BEGIN Material provided

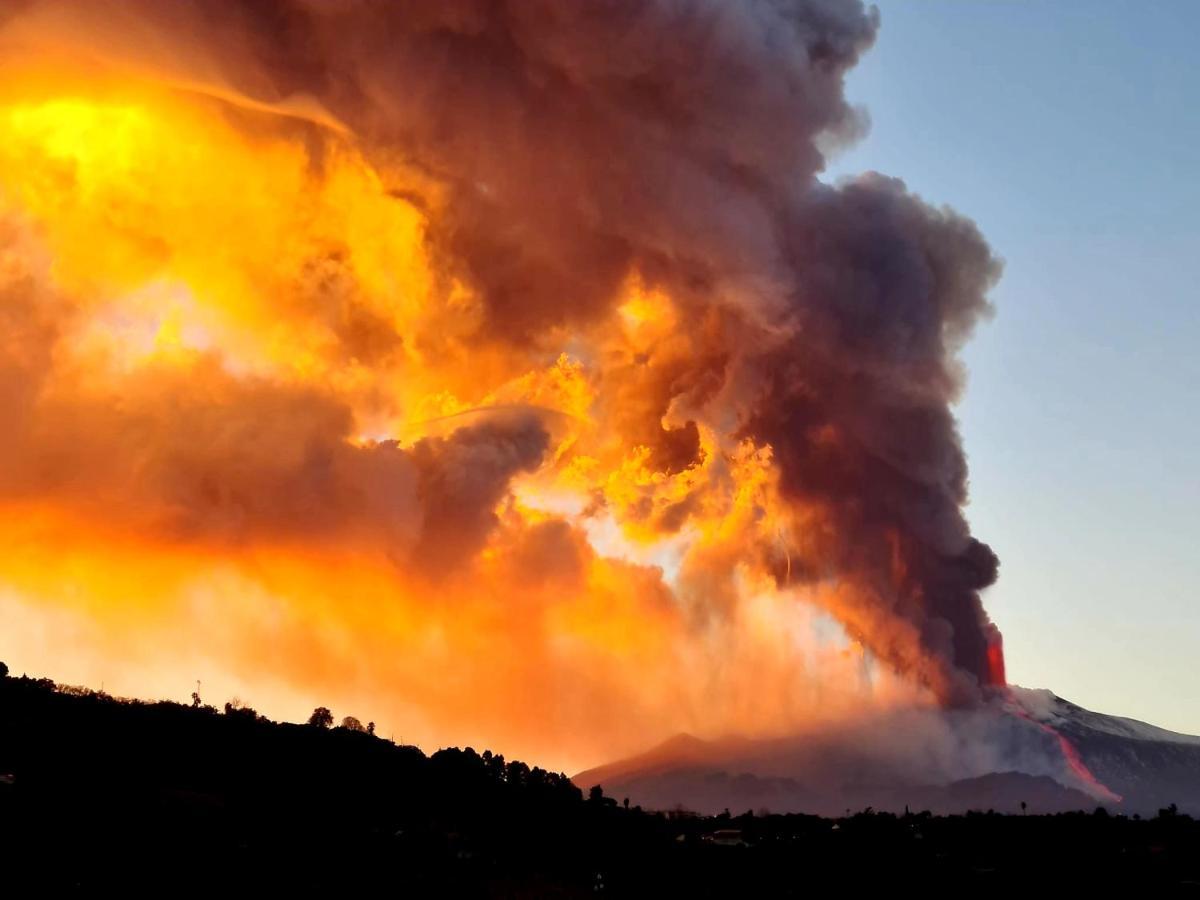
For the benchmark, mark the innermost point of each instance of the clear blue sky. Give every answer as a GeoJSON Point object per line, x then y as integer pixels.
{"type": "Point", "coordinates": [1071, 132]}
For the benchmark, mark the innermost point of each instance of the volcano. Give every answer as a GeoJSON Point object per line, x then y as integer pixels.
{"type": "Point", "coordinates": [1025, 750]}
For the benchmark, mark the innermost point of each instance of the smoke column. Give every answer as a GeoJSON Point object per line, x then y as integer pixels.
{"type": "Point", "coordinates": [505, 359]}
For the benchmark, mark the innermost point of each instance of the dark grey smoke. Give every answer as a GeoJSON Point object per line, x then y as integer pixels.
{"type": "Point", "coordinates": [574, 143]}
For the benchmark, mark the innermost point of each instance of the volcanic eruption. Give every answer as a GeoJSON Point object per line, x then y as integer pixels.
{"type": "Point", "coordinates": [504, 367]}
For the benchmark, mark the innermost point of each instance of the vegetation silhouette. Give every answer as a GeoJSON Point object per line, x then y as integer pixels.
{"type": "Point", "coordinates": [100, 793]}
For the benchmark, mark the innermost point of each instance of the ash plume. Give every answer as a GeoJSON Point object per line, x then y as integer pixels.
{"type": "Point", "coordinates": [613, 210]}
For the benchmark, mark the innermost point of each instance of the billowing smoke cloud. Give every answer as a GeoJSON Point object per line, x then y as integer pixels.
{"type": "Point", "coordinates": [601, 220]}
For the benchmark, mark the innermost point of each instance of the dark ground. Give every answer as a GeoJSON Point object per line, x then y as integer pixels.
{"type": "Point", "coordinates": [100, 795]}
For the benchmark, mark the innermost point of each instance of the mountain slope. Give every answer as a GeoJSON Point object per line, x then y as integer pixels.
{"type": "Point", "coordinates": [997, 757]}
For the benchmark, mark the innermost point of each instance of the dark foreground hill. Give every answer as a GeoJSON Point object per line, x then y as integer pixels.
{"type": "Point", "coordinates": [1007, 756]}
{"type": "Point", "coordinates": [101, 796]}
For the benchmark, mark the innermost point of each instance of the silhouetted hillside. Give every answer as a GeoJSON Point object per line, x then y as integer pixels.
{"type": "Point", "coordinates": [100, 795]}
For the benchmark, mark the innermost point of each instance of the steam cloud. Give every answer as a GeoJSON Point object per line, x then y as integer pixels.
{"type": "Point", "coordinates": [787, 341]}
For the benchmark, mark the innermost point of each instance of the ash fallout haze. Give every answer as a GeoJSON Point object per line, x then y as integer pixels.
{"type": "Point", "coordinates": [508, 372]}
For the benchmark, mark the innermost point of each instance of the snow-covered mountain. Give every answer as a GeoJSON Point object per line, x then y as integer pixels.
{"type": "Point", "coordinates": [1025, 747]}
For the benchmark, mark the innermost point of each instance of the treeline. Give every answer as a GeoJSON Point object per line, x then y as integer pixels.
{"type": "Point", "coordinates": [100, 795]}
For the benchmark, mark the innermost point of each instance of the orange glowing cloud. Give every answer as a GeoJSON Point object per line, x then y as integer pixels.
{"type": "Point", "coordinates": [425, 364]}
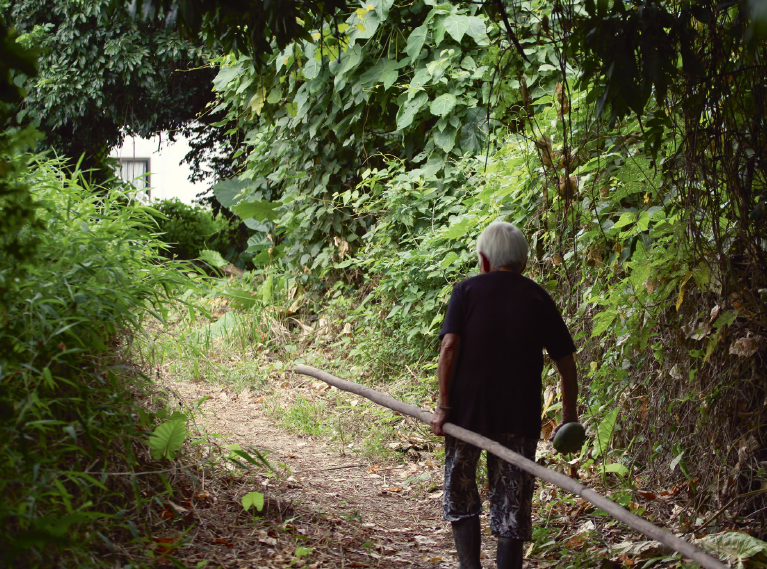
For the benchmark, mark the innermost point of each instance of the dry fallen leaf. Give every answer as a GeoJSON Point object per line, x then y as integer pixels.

END Material provided
BEGIN Material provided

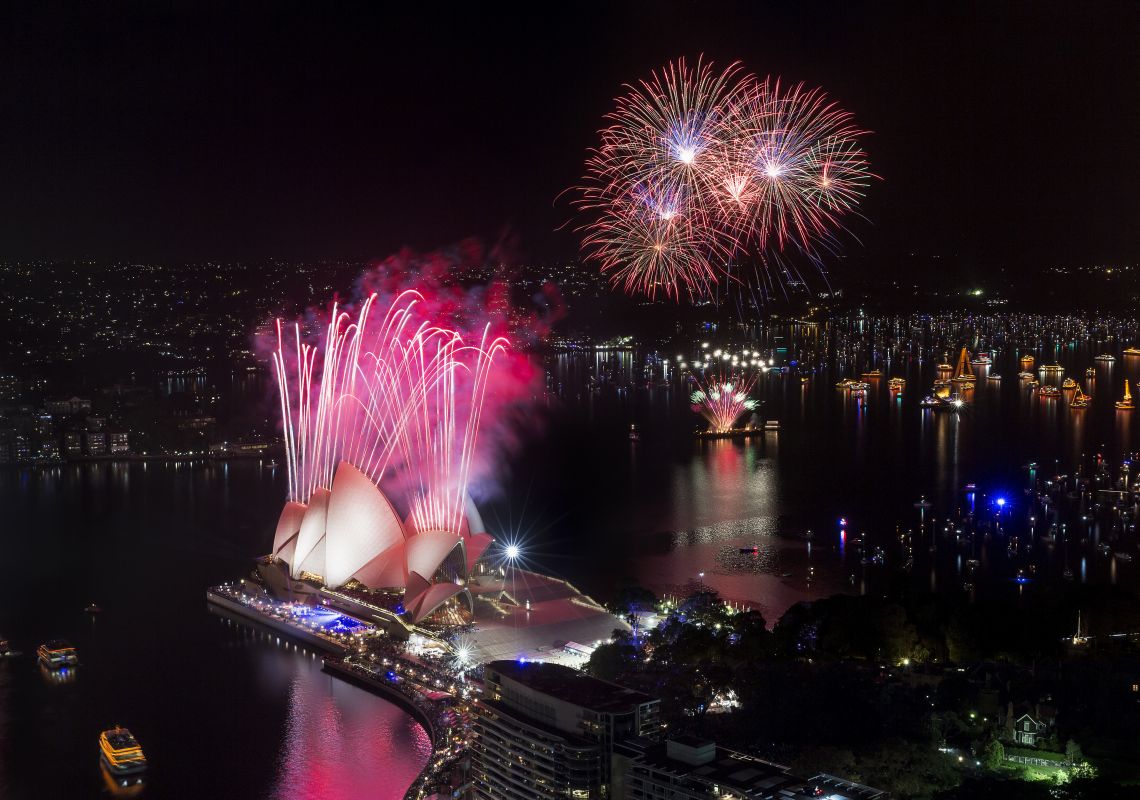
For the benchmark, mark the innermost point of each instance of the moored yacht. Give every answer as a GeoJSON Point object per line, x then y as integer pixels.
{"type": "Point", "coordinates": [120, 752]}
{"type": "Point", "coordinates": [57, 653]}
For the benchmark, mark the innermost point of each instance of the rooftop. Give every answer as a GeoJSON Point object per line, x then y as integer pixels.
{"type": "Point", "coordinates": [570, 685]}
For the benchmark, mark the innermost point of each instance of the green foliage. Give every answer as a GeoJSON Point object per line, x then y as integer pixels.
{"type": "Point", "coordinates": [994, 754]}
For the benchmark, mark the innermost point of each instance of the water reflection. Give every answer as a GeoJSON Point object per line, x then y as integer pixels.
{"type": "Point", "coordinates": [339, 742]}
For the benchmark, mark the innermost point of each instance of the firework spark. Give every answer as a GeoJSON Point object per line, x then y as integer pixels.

END Material provided
BEGIN Material provided

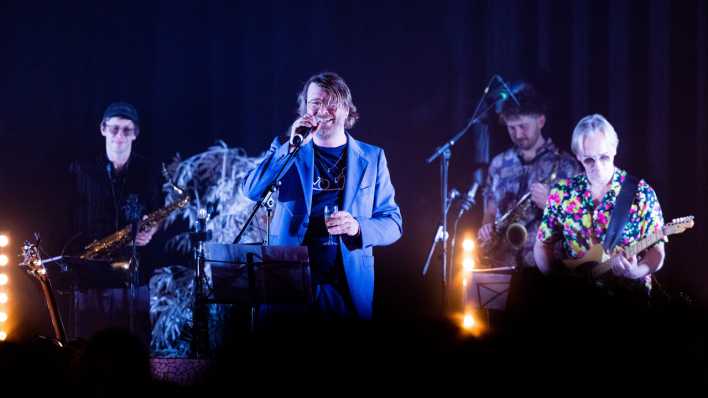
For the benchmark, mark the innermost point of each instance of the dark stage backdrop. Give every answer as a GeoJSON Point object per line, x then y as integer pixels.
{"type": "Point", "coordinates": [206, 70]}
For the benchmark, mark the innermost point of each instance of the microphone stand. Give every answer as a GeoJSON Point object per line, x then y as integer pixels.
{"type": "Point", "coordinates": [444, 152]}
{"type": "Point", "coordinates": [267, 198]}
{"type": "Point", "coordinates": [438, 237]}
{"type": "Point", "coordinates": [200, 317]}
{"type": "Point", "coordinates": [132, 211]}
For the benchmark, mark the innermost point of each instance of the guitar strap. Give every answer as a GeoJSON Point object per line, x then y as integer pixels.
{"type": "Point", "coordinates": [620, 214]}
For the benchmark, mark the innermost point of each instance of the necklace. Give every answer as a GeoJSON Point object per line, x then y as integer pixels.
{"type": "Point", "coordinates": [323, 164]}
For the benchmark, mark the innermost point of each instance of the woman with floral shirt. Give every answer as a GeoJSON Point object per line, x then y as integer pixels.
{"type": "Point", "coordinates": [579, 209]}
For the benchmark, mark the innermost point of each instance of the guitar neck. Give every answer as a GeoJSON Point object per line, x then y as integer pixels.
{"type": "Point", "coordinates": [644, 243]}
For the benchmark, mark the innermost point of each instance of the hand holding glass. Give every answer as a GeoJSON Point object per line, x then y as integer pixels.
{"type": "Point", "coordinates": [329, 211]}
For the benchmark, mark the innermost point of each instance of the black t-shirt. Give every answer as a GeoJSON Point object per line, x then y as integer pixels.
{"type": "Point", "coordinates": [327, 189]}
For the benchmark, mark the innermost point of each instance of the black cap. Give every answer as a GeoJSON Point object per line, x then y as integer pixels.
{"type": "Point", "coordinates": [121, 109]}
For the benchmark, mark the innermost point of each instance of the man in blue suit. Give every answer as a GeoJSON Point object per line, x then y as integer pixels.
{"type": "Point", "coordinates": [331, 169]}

END Material provided

# Exercise task
Pull out every line above that contains the word "guitar", and copy each one in full.

# Response to this exercise
For the benchmark, mark the innermost point of each instance of the guitar strap. Give every answer as a GeoJSON Point object per line, x then y as integer pixels.
For the benchmark, mark the innermost point of each instance of the guitar neck. Give every answer as a GeoJSON Point object per line, x then y as integer pixels.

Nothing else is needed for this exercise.